Stored entries

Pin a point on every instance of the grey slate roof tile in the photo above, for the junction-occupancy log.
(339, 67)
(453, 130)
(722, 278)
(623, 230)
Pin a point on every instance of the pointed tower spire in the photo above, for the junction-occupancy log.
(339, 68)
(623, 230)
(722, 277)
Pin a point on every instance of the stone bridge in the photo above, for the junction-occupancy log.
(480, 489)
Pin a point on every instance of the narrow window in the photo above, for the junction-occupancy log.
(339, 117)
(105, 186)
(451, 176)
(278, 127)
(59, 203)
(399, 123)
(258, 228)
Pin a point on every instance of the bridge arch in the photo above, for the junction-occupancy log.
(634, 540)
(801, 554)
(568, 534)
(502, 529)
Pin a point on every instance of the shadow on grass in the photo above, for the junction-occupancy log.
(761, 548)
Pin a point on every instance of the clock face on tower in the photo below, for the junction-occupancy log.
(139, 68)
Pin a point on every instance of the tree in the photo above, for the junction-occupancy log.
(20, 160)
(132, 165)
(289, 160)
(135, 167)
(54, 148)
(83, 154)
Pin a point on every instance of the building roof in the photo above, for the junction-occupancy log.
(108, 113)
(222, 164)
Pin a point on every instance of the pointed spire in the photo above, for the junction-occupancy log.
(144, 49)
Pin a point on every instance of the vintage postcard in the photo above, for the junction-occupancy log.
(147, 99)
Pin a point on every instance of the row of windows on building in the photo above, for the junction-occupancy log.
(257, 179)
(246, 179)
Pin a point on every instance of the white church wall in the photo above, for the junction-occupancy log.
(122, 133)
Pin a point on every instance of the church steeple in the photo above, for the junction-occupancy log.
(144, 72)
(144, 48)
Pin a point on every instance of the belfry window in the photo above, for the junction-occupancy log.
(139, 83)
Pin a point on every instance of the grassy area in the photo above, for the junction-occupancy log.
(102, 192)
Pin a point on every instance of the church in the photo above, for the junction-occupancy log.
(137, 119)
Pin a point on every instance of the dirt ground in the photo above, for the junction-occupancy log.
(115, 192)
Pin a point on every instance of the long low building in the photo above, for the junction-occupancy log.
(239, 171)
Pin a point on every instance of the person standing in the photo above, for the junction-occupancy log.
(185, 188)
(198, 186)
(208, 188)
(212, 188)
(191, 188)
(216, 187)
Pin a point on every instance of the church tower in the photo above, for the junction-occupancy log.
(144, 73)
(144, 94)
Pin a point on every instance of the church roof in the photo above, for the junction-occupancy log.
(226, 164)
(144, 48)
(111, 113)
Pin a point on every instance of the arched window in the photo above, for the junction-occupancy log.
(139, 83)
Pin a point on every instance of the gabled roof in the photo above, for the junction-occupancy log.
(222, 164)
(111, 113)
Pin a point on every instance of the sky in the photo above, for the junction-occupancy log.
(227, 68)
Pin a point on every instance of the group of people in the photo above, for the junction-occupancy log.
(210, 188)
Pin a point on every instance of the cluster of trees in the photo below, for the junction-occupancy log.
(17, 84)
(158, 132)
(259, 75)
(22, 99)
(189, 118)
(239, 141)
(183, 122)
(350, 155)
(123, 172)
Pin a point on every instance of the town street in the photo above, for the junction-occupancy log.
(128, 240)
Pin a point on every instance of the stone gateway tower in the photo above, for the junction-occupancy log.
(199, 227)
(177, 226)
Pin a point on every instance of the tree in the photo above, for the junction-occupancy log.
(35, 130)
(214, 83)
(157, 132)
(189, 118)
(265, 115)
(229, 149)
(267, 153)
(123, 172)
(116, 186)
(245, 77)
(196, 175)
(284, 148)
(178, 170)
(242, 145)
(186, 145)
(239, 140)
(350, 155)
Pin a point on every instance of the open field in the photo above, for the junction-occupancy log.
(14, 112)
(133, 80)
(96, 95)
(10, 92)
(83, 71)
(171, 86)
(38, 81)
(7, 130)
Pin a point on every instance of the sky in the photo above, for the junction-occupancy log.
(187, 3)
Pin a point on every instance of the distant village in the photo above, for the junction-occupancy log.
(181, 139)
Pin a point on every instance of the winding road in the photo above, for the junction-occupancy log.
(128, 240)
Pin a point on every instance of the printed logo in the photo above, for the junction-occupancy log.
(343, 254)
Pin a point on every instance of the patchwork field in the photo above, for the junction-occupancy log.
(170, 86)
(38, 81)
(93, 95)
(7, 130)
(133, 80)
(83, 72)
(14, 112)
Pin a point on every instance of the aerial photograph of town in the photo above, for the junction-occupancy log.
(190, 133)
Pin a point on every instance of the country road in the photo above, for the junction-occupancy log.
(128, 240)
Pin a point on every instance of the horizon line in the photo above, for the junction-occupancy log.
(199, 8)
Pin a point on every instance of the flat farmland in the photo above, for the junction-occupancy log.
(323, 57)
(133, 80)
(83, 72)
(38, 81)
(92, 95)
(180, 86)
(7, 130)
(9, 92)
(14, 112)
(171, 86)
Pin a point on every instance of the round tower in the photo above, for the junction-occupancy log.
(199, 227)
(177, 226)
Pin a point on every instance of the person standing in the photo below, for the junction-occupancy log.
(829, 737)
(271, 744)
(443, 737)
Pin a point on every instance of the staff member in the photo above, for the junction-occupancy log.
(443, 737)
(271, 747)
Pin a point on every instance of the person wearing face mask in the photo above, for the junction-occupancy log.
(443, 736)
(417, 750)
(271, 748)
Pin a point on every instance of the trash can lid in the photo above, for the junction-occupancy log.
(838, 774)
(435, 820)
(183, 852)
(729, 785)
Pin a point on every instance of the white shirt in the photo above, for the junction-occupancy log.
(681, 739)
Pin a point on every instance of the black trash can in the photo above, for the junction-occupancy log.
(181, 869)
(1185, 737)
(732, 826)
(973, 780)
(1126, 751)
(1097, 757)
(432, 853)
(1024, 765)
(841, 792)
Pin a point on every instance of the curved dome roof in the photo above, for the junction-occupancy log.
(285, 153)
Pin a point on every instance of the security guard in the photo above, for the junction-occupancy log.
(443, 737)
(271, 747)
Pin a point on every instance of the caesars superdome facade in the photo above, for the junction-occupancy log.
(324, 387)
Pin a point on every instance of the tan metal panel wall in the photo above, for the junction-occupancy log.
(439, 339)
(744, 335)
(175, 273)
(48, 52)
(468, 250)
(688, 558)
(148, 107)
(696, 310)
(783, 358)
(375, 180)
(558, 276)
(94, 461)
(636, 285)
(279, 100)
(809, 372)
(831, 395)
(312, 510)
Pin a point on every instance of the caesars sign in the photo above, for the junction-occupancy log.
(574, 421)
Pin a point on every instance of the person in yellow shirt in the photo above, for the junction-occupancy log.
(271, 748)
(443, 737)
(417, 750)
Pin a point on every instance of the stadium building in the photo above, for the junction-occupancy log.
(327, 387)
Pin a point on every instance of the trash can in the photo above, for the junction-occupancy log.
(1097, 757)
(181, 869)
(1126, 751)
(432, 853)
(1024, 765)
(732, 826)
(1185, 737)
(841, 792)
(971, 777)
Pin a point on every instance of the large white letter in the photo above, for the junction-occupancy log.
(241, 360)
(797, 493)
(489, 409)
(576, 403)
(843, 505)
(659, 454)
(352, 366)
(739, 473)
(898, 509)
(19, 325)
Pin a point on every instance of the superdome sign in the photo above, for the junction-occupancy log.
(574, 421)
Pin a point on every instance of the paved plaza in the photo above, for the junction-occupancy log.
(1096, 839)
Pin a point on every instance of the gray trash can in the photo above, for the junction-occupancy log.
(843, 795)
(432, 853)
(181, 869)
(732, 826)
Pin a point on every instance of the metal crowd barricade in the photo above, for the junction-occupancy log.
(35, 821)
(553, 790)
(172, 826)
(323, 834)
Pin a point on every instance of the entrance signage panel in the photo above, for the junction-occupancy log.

▸ Your objective
Produce a verbatim transcription of the entries above.

▸ Full response
Pin a point on every instance of the grey slate roof tile in the photo above, for the junction-occupancy log.
(339, 67)
(453, 130)
(722, 278)
(623, 230)
Pin a point on every instance of the pointed tower spire in the photo above, for the junction-occupancy log.
(339, 68)
(623, 230)
(722, 277)
Pin a point on every instance of the stone bridge in the photo above, for the junction-occupancy log.
(480, 489)
Pin a point on every instance of the narrow window in the photo above, for the junction-occupancy log.
(339, 117)
(105, 186)
(451, 176)
(278, 127)
(59, 203)
(399, 123)
(258, 228)
Pin a point on every instance of the bridge arch in the photo above, for the junction-occupancy log.
(634, 540)
(801, 554)
(568, 534)
(502, 529)
Pin a point on every instance of the shadow on grass in the photo above, for the junction-occupancy log.
(761, 548)
Pin a point on every instance of the clock face on tower in the photo below, for the junction-occupancy log.
(139, 68)
Pin a point on every instance of the tree in the photo above, for the junction-occupancy log.
(20, 160)
(132, 165)
(289, 160)
(135, 167)
(54, 148)
(83, 154)
Pin a point on every instance of the building roof in the photo above, for the junction-occupancy log.
(108, 113)
(222, 164)
Pin a point on every instance of the pointed spire in the photo above, for the junction-occupancy log.
(144, 49)
Pin a point on every instance of the vintage postcard in the photo above, for the junction-occupancy log.
(147, 99)
Pin a point on every instance of the row of windows on building in the photo above, for the junction-occupancy log.
(257, 179)
(246, 179)
Pin a point on every instance of the white church wall in the photo above, for the junction-occupancy log.
(122, 133)
Pin a point on every instance of the church steeple in the photo above, for the junction-occupancy log.
(144, 72)
(144, 48)
Pin a point on every instance of the belfry window in the photo above, for the junction-occupancy log.
(139, 83)
Pin a point on every instance of the grassy area in the photo above, for the junction-occupancy log.
(102, 192)
Pin a point on every instance of the church in the photo above, for the junction-occupancy log.
(137, 119)
Pin a point on every instance of the dirt ground in the photo above, for the junction-occupancy log.
(115, 192)
Pin a point on every instance of the long low building in the photo above, for the junction-occupancy log.
(239, 171)
Pin a point on every instance of the person standing in the photo above, for the junction-occupancy log.
(185, 188)
(198, 186)
(208, 188)
(212, 188)
(191, 188)
(216, 187)
Pin a point on every instance of the church tower in the photo above, for the junction-occupancy log.
(144, 73)
(144, 94)
Pin a point on every instance of the church roof in the photo above, for the junction-occupancy log.
(226, 164)
(144, 48)
(111, 113)
Pin a point on every instance of the arched window in the photo above, for the junction-occupancy log.
(139, 83)
Pin a point on every instance of the gabled roof in the photo above, for the junction-occupancy log.
(222, 164)
(111, 113)
Pin a point on every instance of the sky in the photo above, for the junction-occupancy log.
(227, 68)
Pin a point on every instance of the group of people in the photo above, for the junction-occupancy log.
(210, 188)
Pin a point on every instance of the cluster of trees in the photo below, for the junction-occupancy log.
(17, 84)
(158, 132)
(259, 75)
(22, 99)
(189, 118)
(239, 141)
(183, 122)
(350, 155)
(123, 172)
Pin a point on every instance of the town street in the photo above, for the junction-occupancy log.
(128, 240)
Pin a point on every instance of the stone gateway tower in the photo above, for the junction-occupancy log.
(199, 227)
(177, 226)
Pin a point on every instance of the tree in the photo above, for the junction-occupancy log.
(35, 130)
(214, 83)
(157, 132)
(189, 118)
(265, 115)
(229, 149)
(267, 153)
(123, 172)
(116, 186)
(245, 77)
(196, 175)
(284, 148)
(178, 170)
(242, 145)
(186, 145)
(239, 140)
(350, 155)
Pin a point on every instance of the open field in the photo above, for the junction-occupancy log.
(14, 112)
(133, 80)
(96, 95)
(10, 92)
(83, 71)
(171, 86)
(38, 81)
(7, 130)
Pin a point on every instance of the sky in the photo above, for the junction-occupancy log.
(187, 3)
Pin a point on every instance of the distant village in the photo above, for the junction-occupancy log.
(181, 139)
Pin a point on every instance of the winding road in the photo above, for the junction-occupancy log.
(128, 240)
Pin a point on every instance of the printed logo in the photo above, for the junction-occupancy log.
(343, 254)
Pin a point on every instance of the patchwork field in the photo above, for the junction-occupancy log.
(170, 86)
(38, 81)
(93, 95)
(7, 130)
(133, 80)
(83, 72)
(14, 112)
Pin a point on every instance of the aerial photograph of town in the photo above, for the junction-occupancy log.
(190, 133)
Pin a point on every instance of the country road in the photo above, for the junction-occupancy log.
(128, 240)
Pin a point on every instance of the horizon line in the photo above, for the junction-occupancy log.
(199, 8)
Pin a point on every instance of the flat farmland in the photo above, for the junction-occupancy log.
(323, 57)
(133, 80)
(83, 72)
(38, 81)
(92, 95)
(180, 86)
(7, 130)
(9, 92)
(14, 112)
(171, 86)
Pin a point on every instance of the round tower in the photo above, for the junction-occupancy log.
(199, 227)
(177, 226)
Pin a point on every instance of the person standing in the photo below, for the junction-occupancy log.
(829, 737)
(271, 744)
(443, 737)
Pin a point on every instance of the staff member in the photo above, for the junction-occupancy log.
(443, 737)
(271, 747)
Pin a point on every instance of the person wearing face mask in the photo above, for the junction-occupancy log.
(443, 736)
(417, 750)
(271, 748)
Pin a point on every instance of the trash can lid in the photo above, for the junction-occupancy log.
(838, 774)
(435, 820)
(183, 852)
(729, 785)
Pin a point on every instance of the white shirt in the photo above, for the junction-occupancy log.
(681, 739)
Pin a point on every instance of the black trash can in the photo above, for the junction-occupancy log.
(181, 869)
(1185, 737)
(732, 826)
(973, 780)
(1126, 751)
(1097, 757)
(432, 853)
(1024, 765)
(841, 792)
Pin a point on every instance of the curved dome roof in the photo above, for the junction-occupancy log.
(285, 153)
Pin a point on every instance of the security guard in the photo above, for the junction-occupancy log.
(443, 737)
(271, 747)
Pin a point on every instance of the caesars superdome facade in the photo above, for the junction-occupancy log.
(324, 387)
Pin a point on every instance of the tan metal panel wall in the photo above, for the junction-occupancy log.
(439, 339)
(744, 335)
(175, 273)
(48, 52)
(468, 250)
(688, 558)
(148, 107)
(696, 310)
(783, 358)
(375, 180)
(558, 276)
(94, 461)
(636, 285)
(279, 100)
(809, 372)
(831, 395)
(312, 510)
Pin a point on every instance of the caesars sign in the photo above, for the junction-occupancy log.
(574, 421)
Pin a point on every instance of the person in yellow shirt in the photo above, for the junction-occupancy log.
(271, 748)
(443, 737)
(417, 750)
Pin a point on every instance of the stadium building in the photo above, for the junction-occupancy log.
(327, 387)
Pin a point on every instance of the trash can in the photo above, for the junction-occupancy log.
(1097, 757)
(181, 869)
(1126, 751)
(432, 853)
(1024, 765)
(732, 826)
(1185, 737)
(841, 792)
(971, 777)
Pin a point on every instance of the large white letter in the photo above, for the junction-occupancy log.
(241, 360)
(797, 493)
(489, 409)
(576, 403)
(843, 505)
(659, 454)
(352, 366)
(739, 473)
(898, 509)
(19, 325)
Pin a point on every instance of the superdome sign in the photo above, for the junction-occupancy log.
(574, 421)
Pin a point on every instance of the paved plaza in the photo above, for the junction-occupancy log.
(1096, 839)
Pin a point on every instance of the gray trash can in the photo above, for the junction-occupancy log.
(843, 795)
(432, 853)
(181, 869)
(732, 826)
Pin a point on every instance of the metal crowd barricade in the photo above, for the junction-occupancy log.
(35, 821)
(553, 790)
(172, 826)
(323, 834)
Pin a point on every instance of the entrance signage panel in the photo above, for the junction-occupancy log.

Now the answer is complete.